I’ve never seen a roll of Natura 1600 in a UK shop; Highstreet or online.

I have always pushed Portra 400, 2 or even 3 stops, when I’ve needed that extra sensitivity.

Jim Grey
6 months ago

There’s an upper limit to what I’ll pay for discontinued film. My favorite one is Plus-X, which I find online from time to time for $10-15/roll in 35mm. That’s not terrible. But I won’t pay $30 and up for Fuji FP-3000B, that wonderful b/w instant packfilm, no matter how terribly I miss the stuff.

The Resurrected Camera
6 months ago

I suppose that there are applications where a 1600 speed daylight-balanced film will have the advantage over something like Cinestill 800T, but I can’t think of many. And as it ages more and more, the less acceptable the results will become from such a fast film like Natura 1600. Much better to support the companies making fresh film than to keep pouring more money into scalpers’ pockets.

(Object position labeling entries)
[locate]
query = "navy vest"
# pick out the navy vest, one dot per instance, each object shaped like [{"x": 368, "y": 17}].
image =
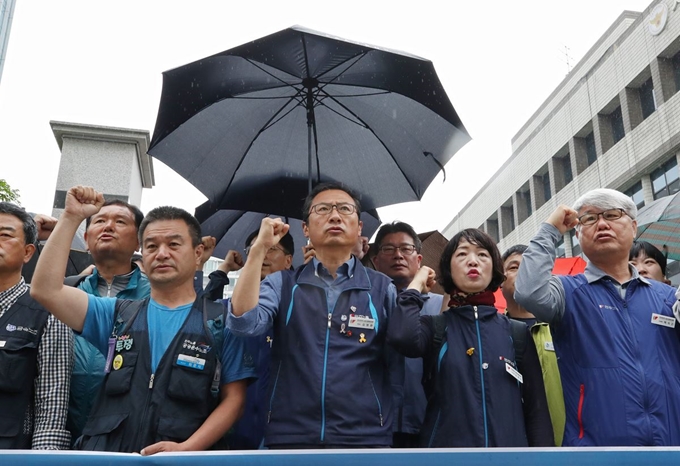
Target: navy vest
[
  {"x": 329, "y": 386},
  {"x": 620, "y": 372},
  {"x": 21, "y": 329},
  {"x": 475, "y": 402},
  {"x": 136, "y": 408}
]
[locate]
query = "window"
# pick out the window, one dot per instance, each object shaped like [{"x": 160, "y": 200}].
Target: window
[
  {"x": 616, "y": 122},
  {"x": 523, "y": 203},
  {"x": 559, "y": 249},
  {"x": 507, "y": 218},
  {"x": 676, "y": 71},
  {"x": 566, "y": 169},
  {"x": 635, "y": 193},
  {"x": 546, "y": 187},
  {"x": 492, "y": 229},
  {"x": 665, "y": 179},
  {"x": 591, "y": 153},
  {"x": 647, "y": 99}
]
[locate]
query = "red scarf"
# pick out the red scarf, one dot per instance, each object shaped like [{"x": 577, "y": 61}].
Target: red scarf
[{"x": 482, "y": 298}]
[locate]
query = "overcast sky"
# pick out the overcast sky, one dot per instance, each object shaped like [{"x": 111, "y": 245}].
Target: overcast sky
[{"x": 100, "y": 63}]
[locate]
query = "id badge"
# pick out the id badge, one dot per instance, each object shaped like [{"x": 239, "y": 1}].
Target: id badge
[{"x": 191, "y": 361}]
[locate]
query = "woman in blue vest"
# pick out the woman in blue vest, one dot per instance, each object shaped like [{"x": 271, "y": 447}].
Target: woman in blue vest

DESCRIPTION OF THE TASK
In the film discussion, what price range does Jim Grey say Plus-X sometimes sells for online?

OUTPUT BELOW
$10-15 per roll in 35mm.